** Exercise data follows **
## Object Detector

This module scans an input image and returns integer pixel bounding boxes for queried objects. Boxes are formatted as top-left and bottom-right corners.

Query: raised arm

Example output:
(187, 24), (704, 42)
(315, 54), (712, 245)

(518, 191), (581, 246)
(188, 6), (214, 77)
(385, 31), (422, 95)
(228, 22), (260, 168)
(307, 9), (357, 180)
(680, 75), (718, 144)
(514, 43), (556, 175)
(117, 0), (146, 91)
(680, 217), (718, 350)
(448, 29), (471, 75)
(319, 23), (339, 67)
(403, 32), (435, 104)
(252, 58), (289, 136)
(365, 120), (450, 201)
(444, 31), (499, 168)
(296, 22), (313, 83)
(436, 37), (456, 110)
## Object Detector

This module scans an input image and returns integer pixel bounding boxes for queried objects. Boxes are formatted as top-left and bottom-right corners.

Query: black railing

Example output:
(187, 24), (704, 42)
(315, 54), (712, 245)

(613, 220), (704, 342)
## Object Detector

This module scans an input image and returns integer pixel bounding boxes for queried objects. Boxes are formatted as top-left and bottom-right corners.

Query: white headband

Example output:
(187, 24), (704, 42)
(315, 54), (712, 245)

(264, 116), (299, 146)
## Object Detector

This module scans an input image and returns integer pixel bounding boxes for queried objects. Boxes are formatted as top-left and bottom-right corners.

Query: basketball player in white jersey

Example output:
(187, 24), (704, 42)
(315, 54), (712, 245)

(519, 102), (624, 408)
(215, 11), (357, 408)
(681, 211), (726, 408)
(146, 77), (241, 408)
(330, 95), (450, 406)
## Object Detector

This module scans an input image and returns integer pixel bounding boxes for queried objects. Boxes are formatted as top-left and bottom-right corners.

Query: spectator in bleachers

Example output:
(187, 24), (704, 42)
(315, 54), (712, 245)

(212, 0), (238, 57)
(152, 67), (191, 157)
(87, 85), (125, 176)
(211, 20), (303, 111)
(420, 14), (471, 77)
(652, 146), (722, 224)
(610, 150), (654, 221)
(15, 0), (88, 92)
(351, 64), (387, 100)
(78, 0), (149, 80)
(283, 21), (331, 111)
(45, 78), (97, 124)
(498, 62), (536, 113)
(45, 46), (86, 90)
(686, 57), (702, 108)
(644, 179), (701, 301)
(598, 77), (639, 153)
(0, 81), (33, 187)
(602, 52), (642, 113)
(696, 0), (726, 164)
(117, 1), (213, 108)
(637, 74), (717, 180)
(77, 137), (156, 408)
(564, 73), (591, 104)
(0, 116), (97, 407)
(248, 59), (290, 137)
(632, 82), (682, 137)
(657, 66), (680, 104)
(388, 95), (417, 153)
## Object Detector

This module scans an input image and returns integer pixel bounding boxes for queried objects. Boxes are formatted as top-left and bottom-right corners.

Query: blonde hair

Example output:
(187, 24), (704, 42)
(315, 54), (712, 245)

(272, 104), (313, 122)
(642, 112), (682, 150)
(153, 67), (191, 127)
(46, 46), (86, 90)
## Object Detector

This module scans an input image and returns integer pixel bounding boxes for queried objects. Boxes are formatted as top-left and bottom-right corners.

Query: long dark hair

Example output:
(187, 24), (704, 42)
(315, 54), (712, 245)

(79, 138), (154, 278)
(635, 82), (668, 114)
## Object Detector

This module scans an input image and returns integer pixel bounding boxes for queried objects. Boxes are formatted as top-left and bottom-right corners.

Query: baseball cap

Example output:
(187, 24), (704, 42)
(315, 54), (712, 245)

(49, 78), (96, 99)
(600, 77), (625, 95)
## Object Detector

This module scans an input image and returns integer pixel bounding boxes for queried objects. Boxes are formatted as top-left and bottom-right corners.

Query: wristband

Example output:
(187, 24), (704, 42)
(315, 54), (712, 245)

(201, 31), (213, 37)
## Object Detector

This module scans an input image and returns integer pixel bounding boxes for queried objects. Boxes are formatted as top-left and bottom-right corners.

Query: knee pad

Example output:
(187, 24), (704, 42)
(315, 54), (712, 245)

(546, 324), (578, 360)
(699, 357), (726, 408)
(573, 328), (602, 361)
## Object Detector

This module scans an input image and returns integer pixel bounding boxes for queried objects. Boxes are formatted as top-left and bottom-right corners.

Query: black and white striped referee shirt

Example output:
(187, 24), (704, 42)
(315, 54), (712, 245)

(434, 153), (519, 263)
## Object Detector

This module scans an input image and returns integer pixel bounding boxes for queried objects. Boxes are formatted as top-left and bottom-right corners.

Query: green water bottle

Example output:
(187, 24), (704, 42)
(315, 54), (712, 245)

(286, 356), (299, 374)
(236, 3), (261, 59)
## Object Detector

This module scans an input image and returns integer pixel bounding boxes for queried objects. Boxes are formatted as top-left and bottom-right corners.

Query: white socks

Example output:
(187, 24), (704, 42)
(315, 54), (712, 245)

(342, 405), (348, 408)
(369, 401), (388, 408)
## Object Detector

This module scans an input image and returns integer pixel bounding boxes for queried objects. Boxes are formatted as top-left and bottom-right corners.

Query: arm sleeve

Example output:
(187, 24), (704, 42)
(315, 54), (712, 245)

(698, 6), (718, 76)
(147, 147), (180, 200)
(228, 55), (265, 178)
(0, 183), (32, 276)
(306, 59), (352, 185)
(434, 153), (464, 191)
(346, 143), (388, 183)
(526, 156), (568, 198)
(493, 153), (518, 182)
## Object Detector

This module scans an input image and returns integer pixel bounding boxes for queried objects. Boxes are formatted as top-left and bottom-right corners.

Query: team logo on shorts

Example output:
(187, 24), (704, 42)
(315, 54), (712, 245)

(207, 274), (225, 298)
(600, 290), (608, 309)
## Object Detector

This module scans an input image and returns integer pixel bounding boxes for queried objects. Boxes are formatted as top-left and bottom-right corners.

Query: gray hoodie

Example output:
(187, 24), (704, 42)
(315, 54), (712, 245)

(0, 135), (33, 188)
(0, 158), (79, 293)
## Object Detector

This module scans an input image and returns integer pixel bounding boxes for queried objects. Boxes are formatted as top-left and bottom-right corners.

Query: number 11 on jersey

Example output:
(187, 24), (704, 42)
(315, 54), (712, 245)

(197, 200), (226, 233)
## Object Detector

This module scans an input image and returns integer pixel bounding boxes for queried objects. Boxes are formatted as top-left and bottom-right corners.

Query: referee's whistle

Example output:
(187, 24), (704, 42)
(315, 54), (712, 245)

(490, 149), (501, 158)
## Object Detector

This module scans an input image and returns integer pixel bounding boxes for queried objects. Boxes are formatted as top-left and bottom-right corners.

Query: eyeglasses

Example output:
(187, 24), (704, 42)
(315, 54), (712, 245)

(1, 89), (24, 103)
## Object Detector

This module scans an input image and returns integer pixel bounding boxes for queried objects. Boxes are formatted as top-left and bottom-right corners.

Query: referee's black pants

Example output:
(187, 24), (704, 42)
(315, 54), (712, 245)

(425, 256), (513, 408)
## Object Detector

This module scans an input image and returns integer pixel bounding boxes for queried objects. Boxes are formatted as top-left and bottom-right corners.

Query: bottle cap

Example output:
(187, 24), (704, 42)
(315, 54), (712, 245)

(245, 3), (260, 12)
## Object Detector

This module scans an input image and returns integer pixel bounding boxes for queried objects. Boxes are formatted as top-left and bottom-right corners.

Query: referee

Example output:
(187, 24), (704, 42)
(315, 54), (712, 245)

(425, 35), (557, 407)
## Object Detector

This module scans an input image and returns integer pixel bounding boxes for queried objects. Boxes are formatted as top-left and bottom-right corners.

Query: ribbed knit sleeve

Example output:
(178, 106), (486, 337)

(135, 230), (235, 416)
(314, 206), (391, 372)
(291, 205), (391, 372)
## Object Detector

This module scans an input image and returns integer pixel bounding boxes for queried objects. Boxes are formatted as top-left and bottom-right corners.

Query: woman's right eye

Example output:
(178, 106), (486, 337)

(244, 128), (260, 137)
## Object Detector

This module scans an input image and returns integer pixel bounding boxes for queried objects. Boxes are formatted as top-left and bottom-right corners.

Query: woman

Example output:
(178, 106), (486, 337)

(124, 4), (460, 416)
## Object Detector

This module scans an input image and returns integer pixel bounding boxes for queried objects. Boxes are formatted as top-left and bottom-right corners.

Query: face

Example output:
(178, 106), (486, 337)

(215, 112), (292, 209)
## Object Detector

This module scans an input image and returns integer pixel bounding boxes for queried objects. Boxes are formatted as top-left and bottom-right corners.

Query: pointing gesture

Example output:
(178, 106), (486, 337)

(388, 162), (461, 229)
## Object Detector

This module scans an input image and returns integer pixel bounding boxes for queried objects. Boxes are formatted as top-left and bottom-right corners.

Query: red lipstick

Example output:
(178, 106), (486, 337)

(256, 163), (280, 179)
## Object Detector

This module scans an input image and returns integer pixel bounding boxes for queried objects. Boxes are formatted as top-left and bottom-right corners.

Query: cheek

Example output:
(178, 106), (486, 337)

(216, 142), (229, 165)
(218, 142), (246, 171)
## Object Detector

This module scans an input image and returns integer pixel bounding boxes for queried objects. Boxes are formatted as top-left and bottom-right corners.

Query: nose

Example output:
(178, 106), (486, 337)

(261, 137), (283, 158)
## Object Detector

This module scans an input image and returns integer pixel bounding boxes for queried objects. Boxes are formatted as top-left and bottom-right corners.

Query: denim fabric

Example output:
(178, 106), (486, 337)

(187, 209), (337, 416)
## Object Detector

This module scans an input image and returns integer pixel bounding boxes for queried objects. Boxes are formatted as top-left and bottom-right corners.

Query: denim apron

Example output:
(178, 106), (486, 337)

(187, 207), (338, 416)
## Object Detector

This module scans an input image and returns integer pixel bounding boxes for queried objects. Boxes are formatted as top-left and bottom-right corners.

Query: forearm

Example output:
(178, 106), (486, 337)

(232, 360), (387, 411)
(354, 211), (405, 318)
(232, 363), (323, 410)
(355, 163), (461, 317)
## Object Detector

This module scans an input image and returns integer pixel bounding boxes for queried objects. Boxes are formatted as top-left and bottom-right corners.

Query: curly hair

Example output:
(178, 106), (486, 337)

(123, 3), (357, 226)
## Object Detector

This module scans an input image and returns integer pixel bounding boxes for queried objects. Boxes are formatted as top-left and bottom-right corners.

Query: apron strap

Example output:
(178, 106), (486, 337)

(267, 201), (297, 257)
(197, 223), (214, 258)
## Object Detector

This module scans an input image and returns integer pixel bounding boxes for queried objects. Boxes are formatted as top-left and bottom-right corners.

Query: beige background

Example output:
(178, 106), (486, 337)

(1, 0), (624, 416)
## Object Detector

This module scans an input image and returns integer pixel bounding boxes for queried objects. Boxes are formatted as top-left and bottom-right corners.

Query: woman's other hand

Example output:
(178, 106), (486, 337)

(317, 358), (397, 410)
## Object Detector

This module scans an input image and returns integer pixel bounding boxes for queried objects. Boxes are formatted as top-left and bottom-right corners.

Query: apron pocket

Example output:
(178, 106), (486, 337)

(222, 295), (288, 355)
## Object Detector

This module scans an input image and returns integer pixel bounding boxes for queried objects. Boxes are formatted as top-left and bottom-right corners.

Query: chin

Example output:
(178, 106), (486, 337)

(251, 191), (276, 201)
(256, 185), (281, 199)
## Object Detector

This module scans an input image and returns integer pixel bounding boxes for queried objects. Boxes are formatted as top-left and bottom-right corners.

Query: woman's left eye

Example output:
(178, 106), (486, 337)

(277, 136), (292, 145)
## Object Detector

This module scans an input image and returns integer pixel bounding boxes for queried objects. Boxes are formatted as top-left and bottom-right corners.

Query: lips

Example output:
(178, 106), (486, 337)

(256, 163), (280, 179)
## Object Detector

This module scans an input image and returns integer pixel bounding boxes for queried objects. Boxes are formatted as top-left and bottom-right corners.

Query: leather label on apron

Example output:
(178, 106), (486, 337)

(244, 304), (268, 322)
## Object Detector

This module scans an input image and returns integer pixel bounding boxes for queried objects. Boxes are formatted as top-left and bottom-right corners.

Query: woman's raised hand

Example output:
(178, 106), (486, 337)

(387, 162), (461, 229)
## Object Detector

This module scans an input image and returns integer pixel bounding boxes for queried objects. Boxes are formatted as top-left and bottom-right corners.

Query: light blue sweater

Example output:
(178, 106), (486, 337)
** End of Exercise data **
**Requirement:** All lines of the material that contain the word "denim" should be listed.

**Written solution:**
Query: denim fabric
Query: denim apron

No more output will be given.